## Stated exercise
Rewrite every line of the records below, requests included, and shift each bounding-box coordinate in the answers by adding 145 to it.

[Source data]

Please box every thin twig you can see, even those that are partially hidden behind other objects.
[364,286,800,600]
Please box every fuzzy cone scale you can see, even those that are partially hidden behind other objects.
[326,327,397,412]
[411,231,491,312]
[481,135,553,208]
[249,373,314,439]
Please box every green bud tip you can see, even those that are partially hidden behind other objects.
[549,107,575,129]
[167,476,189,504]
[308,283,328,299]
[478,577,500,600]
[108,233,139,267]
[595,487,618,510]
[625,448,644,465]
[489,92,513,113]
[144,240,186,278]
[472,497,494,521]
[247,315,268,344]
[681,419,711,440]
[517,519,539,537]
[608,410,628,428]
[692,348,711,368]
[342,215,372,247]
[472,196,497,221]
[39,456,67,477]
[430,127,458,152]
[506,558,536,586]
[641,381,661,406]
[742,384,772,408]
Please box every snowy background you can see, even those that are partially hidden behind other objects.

## Reply
Please box every thin twig you can see, even those that are partially hidden behind other objects.
[509,431,945,745]
Please box every fuzzy cone scale you can see, even those that are partially hidden behind other objects.
[471,472,542,557]
[556,376,636,457]
[626,280,698,353]
[394,518,459,584]
Please box every green bud tip you can see, even those that are partially hidden behind other objects.
[694,252,720,274]
[312,621,334,649]
[453,428,473,444]
[623,722,645,745]
[253,378,284,412]
[740,632,763,655]
[770,593,789,610]
[634,237,658,258]
[289,385,331,423]
[617,642,639,666]
[392,460,413,489]
[826,564,856,585]
[662,664,684,682]
[753,555,773,573]
[837,493,856,513]
[487,360,517,392]
[617,341,642,366]
[184,601,212,622]
[575,272,603,297]
[651,703,681,731]
[786,526,806,551]
[887,529,917,553]
Please box every snowy background you can see, even those that are partially hidden behind other objects.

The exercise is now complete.